* _DATA LINES_
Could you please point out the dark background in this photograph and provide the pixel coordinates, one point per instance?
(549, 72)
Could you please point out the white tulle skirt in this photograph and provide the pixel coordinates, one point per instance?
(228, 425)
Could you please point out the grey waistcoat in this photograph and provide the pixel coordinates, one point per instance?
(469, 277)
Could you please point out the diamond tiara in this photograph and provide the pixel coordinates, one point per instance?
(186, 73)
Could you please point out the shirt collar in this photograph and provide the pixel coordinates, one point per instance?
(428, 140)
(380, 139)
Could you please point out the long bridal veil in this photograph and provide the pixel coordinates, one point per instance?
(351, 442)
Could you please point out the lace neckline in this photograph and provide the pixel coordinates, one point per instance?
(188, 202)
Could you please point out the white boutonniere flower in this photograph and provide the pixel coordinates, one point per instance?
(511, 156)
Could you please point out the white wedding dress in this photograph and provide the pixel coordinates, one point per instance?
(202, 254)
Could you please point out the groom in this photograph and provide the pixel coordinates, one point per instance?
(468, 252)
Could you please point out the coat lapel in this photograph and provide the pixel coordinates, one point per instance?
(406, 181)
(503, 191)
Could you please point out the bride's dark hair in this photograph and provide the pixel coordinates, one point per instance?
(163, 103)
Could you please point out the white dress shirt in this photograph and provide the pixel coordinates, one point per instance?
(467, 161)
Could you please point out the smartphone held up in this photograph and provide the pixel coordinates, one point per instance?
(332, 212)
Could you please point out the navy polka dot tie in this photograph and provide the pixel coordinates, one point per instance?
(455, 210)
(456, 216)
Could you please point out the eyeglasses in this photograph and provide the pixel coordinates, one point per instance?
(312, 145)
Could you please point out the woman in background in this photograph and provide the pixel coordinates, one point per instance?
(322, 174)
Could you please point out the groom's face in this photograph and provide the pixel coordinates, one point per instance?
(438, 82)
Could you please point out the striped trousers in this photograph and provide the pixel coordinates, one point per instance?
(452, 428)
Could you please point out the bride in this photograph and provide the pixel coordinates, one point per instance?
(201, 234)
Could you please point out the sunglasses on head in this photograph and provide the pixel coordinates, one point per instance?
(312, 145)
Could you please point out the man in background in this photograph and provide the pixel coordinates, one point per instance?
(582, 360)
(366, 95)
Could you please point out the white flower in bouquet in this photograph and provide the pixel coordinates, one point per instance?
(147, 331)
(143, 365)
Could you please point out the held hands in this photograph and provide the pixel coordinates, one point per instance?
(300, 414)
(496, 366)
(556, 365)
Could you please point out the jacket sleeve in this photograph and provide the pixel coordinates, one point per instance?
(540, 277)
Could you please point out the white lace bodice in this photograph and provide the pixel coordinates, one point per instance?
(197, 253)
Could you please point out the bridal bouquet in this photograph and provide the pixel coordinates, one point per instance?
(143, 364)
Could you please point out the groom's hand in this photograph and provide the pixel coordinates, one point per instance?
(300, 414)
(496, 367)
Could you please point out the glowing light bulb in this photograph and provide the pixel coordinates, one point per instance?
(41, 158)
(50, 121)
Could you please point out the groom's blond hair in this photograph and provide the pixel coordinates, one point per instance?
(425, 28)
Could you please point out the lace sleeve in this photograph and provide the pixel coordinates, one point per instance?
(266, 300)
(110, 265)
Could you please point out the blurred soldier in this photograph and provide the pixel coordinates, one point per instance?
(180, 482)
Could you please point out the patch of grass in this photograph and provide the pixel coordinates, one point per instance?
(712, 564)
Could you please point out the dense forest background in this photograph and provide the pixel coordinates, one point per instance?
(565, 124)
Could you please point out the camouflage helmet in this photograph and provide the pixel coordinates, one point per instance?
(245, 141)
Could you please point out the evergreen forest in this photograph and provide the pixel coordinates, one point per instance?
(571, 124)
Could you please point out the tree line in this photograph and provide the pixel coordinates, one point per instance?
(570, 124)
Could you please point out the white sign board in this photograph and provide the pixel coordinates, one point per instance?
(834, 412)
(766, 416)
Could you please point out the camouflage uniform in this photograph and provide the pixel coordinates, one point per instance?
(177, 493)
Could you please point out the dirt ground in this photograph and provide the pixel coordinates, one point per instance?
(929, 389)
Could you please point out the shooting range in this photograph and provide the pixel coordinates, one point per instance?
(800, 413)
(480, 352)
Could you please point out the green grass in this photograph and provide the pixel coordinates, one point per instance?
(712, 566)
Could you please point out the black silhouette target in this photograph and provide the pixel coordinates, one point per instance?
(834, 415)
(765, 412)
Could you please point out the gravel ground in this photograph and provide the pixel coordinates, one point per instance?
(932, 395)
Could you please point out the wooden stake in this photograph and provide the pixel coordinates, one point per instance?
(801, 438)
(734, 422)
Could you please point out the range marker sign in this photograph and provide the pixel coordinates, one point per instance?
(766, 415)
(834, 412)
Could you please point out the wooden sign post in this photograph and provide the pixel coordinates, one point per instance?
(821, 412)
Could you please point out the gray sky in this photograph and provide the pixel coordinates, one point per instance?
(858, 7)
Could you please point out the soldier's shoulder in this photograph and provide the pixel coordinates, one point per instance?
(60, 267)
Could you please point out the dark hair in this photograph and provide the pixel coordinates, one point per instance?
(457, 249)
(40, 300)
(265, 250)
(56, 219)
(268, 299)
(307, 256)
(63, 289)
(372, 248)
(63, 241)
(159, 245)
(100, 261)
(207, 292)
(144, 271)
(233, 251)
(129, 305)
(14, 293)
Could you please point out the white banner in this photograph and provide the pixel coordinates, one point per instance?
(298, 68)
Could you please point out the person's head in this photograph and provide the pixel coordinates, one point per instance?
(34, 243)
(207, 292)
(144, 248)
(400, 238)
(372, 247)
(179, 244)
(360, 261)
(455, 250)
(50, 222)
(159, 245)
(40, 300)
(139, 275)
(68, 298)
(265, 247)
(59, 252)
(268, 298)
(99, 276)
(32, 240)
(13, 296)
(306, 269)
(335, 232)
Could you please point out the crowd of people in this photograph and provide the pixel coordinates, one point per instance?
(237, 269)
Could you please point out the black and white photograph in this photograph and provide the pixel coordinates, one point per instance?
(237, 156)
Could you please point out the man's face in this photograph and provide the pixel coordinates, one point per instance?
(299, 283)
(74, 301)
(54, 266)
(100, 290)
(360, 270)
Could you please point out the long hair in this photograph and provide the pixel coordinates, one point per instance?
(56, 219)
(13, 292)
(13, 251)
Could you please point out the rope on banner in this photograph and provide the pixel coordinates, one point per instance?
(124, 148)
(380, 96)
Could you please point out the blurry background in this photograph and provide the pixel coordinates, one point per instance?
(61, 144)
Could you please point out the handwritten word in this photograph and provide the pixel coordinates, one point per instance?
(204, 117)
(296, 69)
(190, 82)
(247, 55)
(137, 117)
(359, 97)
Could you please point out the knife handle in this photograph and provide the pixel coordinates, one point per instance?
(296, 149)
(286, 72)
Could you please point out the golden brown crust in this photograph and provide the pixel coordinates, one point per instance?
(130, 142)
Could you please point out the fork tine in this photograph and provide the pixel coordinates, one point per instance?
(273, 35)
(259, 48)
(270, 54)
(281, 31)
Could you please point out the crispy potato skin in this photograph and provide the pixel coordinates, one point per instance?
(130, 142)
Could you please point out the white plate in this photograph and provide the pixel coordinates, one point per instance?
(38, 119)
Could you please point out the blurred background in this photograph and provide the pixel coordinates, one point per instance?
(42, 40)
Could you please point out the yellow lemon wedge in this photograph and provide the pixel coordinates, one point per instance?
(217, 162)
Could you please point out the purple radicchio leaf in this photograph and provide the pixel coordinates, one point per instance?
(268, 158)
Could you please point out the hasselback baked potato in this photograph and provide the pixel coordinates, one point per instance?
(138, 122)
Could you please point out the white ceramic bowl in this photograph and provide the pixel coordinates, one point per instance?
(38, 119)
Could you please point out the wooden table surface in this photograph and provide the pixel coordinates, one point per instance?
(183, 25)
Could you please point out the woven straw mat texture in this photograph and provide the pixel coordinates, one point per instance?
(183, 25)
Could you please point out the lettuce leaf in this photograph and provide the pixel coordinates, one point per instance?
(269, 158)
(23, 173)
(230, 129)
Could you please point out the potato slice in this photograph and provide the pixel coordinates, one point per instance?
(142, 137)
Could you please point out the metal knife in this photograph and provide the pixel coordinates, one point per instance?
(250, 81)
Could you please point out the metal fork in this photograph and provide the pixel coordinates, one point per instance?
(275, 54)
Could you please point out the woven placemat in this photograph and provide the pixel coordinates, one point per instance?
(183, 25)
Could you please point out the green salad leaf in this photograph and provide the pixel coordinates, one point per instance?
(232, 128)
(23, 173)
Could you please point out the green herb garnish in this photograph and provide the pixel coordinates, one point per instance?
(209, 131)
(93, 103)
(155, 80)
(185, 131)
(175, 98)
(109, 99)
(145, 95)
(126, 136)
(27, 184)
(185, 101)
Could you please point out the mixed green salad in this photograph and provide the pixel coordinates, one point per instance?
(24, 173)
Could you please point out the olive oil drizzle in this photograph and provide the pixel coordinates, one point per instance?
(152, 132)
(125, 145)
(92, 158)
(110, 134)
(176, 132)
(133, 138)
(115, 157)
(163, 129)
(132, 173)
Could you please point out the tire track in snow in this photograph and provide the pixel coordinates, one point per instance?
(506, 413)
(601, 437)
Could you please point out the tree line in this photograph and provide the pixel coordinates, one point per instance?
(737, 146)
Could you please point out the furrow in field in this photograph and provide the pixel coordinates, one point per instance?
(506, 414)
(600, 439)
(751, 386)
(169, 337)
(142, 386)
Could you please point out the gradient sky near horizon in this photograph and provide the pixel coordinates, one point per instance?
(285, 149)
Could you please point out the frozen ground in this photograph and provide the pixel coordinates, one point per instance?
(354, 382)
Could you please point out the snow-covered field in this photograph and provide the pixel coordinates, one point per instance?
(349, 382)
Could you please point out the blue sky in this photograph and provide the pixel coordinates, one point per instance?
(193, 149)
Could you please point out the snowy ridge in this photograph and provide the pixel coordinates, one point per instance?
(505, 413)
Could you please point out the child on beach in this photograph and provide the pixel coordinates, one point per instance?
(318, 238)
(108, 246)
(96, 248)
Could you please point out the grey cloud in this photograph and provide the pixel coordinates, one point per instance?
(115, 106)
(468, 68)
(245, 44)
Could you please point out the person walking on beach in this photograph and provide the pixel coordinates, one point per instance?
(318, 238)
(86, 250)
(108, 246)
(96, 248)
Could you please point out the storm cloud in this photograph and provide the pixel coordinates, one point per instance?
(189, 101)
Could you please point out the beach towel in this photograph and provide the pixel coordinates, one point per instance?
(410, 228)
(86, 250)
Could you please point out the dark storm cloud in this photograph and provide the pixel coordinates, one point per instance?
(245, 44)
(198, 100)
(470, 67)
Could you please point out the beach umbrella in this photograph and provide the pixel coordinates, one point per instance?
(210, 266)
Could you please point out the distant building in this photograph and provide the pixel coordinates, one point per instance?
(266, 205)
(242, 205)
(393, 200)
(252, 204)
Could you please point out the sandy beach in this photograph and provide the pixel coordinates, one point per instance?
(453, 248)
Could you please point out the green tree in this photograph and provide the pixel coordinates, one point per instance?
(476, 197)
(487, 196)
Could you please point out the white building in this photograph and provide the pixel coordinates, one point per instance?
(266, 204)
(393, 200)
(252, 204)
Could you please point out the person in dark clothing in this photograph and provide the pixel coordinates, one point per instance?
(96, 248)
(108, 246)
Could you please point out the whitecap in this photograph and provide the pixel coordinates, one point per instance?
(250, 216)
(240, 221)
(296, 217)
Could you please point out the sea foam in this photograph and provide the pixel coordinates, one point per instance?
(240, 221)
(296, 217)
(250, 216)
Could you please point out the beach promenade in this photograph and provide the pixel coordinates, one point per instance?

* _THE PROBLEM_
Turn the records from the line containing "Could you please point out the sea" through the end of the records into a Markdown table with the columns No. and Entry, numbering each line and leaving out blank lines.

* _RESPONSE FOR THIS EXERCISE_
| No. | Entry |
|---|---|
| 1 | Could you please point out the sea foam in this photograph and provide the pixel coordinates, one point per instance? |
| 2 | (240, 221) |
| 3 | (296, 217) |
| 4 | (250, 216) |
| 5 | Could you please point out the beach promenade in this photograph and provide the pixel coordinates, one point per instance? |